* **YOUR ASSIGNMENT**:
From the entries below, return only the lines starting at the one that contains "box: [0, 39, 157, 251]" and ending at the one that contains "84L117 43L50 46L0", exactly as they stand.

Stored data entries
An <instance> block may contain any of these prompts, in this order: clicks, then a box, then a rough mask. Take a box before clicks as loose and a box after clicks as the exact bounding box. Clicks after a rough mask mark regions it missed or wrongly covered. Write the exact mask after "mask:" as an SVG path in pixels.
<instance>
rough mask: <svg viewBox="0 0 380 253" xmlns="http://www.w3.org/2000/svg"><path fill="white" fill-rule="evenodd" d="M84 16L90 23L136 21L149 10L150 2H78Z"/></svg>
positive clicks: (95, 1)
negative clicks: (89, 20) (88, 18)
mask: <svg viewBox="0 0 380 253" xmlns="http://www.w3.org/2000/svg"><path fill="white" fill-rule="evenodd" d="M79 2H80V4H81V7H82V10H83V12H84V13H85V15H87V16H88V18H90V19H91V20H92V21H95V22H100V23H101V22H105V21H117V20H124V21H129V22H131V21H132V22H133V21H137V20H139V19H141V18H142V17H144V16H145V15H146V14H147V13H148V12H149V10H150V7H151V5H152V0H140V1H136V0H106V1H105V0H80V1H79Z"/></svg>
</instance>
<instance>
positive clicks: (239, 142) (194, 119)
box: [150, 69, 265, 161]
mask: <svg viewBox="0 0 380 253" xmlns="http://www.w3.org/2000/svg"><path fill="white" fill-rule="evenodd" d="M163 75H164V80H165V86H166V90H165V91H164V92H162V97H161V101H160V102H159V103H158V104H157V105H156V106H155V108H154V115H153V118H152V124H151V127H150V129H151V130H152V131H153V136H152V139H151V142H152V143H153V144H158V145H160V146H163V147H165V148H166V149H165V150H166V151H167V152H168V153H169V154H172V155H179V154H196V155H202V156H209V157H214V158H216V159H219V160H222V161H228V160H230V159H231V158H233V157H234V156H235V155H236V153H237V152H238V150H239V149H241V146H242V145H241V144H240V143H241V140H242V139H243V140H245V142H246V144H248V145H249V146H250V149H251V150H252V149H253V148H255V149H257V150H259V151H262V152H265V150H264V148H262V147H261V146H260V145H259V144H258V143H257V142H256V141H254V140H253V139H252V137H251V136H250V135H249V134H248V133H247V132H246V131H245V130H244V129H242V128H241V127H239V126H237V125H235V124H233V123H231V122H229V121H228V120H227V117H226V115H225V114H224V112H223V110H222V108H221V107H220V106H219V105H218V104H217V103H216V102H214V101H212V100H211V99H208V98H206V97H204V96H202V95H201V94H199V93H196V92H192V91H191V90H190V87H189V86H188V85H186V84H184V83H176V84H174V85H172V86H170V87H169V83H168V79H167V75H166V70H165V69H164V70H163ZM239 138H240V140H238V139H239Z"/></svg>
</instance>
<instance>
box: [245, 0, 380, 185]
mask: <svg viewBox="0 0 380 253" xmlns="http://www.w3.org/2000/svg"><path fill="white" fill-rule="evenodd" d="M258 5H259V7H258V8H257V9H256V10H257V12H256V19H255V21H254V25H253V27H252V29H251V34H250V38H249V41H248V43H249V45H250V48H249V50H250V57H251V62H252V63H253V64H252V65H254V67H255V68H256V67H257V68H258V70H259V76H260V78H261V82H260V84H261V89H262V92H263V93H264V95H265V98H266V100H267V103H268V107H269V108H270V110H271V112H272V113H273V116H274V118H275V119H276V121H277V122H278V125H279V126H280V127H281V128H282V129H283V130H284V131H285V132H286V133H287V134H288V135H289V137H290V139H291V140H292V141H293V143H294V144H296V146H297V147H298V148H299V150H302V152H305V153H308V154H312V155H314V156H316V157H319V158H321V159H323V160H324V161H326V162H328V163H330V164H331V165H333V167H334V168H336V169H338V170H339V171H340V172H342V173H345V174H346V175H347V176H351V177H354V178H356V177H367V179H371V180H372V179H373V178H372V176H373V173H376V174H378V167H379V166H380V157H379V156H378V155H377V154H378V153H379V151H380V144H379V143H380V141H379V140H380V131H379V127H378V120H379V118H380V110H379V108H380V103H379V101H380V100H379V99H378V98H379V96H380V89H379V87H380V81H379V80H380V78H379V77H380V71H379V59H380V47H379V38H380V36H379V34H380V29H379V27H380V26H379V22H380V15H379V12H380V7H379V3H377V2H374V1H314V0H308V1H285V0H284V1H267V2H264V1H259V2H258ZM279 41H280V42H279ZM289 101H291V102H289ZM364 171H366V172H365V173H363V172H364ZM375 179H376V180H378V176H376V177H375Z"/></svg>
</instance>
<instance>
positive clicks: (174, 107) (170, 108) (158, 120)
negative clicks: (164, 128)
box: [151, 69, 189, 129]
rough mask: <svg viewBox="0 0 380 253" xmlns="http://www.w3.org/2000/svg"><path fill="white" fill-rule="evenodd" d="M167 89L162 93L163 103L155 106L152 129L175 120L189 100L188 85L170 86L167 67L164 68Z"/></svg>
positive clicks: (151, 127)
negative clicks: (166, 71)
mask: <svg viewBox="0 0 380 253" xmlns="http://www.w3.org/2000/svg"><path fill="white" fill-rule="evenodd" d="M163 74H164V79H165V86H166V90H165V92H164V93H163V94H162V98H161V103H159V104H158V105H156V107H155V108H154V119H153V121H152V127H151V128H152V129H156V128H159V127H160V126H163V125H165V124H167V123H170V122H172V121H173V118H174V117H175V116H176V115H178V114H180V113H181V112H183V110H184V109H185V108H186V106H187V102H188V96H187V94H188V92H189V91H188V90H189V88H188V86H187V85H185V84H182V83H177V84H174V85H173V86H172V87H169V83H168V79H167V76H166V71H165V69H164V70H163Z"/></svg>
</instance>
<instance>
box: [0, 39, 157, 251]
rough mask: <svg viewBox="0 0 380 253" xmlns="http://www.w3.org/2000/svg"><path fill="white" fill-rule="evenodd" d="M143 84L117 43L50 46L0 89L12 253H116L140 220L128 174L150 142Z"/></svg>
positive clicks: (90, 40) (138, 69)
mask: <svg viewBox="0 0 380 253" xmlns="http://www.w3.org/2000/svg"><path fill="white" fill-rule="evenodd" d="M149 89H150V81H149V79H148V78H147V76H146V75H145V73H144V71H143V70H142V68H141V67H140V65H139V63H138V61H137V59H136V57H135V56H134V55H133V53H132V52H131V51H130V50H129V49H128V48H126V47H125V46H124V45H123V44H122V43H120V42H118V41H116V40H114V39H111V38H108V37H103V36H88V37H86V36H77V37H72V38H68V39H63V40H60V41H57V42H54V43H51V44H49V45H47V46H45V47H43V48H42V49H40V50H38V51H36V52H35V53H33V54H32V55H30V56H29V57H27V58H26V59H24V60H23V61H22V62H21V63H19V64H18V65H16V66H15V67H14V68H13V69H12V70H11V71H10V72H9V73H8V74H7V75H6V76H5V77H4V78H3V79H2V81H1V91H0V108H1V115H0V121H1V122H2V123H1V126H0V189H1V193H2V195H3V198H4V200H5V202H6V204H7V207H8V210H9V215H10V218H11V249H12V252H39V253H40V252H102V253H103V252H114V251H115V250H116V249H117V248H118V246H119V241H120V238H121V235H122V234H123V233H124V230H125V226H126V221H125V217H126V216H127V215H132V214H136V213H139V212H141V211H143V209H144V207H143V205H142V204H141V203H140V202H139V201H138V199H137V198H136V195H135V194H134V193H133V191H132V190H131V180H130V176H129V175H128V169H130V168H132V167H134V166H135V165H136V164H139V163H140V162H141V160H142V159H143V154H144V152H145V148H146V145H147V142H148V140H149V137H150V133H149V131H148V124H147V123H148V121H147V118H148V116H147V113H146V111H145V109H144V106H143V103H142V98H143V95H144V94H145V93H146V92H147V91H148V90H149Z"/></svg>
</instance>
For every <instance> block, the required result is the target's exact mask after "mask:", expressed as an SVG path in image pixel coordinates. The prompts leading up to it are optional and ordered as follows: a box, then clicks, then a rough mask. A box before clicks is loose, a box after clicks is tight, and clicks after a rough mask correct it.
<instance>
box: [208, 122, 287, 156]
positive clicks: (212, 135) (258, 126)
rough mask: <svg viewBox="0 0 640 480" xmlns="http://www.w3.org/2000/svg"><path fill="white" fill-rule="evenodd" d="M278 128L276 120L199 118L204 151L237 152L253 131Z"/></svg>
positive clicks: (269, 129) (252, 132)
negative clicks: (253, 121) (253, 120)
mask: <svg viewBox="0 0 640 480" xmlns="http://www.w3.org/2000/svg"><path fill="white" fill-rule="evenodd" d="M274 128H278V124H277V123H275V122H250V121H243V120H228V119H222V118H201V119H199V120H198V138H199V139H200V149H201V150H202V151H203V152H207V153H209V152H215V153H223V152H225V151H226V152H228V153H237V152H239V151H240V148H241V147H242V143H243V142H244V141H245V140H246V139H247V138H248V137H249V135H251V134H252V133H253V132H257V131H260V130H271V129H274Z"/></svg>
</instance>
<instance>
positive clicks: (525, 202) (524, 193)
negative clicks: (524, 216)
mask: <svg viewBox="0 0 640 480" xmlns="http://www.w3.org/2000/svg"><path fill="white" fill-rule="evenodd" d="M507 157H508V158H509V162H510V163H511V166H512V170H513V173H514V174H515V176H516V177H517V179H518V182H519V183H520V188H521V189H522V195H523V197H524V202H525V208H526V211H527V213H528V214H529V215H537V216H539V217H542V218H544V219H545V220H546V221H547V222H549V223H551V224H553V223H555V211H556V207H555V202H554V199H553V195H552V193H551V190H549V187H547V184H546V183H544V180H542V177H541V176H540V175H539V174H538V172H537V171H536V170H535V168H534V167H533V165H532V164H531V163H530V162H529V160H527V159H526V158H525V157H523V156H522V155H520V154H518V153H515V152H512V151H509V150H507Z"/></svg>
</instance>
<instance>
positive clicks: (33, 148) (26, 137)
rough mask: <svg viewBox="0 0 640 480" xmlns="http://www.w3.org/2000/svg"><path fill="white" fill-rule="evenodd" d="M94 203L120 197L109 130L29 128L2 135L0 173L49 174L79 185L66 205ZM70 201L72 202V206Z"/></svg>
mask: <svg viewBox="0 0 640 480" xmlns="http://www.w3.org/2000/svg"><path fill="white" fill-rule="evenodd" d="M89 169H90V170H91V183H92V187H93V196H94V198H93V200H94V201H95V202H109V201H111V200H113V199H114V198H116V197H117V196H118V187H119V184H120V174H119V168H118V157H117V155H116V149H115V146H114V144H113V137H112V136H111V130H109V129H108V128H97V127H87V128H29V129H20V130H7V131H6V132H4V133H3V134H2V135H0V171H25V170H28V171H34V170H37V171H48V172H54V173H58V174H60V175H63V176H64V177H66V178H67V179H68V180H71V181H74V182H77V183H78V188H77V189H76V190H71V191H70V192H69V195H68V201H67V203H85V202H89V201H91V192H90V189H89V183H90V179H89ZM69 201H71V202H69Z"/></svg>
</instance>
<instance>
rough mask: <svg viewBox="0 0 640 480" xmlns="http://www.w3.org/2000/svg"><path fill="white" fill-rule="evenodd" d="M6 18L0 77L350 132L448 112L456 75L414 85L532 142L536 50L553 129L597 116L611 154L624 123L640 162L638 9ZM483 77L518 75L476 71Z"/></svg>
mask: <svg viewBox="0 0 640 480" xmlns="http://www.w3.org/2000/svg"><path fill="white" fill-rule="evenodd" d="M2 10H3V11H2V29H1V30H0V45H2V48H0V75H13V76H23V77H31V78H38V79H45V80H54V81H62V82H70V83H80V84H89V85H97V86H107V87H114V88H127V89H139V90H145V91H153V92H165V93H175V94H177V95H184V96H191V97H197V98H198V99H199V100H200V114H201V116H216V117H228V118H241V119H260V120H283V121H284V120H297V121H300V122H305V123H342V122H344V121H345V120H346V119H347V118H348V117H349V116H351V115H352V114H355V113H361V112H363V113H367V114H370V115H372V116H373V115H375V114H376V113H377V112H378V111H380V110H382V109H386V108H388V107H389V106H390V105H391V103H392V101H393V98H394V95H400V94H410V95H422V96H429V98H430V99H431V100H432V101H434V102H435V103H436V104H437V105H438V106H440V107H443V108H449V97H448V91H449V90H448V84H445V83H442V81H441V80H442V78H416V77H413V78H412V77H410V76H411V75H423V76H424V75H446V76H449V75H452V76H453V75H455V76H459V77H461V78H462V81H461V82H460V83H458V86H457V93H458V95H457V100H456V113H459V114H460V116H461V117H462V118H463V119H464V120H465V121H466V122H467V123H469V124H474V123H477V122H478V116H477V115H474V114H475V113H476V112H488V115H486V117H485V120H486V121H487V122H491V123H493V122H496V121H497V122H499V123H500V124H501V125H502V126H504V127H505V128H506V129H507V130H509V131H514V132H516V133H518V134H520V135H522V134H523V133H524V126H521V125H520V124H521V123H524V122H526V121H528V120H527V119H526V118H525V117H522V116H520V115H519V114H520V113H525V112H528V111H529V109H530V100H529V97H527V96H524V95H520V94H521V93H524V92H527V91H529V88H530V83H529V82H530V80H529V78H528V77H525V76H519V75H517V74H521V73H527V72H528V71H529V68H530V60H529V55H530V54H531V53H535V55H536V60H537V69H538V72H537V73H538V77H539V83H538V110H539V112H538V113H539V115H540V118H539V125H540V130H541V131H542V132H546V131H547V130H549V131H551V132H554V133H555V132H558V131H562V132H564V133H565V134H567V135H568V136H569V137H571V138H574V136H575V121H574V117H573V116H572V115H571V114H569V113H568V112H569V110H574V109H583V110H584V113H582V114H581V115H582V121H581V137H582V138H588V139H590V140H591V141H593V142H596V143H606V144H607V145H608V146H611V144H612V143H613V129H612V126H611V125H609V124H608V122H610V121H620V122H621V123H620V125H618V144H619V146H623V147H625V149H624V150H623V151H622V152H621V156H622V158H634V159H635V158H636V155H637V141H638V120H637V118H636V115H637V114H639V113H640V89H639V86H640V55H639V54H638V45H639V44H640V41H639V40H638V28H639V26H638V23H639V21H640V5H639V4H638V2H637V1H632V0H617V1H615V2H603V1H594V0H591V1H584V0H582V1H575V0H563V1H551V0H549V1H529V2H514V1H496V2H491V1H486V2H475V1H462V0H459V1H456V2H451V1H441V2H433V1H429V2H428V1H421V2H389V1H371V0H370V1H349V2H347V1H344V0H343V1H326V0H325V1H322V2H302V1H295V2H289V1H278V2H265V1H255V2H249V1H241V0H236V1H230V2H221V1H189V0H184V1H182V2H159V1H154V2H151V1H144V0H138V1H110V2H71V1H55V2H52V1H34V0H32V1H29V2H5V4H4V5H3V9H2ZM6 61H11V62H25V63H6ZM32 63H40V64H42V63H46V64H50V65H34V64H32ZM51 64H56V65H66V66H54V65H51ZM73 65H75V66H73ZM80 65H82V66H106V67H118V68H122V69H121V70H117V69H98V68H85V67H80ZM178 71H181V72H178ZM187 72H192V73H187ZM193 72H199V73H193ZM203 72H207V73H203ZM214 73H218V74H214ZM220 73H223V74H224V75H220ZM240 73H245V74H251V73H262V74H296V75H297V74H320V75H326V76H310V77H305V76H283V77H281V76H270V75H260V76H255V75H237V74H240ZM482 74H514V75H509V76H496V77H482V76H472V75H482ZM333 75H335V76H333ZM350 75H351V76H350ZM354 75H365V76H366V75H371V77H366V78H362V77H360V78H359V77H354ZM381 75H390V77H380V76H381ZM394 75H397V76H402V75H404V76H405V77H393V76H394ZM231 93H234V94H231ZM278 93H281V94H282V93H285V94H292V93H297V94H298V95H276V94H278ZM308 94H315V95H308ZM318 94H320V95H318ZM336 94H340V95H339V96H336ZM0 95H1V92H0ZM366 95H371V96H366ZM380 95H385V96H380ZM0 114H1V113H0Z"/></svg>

* **SOLUTION FOR THIS EXERCISE**:
box: [0, 39, 157, 251]
rough mask: <svg viewBox="0 0 380 253" xmlns="http://www.w3.org/2000/svg"><path fill="white" fill-rule="evenodd" d="M143 84L117 43L50 46L0 89L12 253H116L140 220L128 174L150 142Z"/></svg>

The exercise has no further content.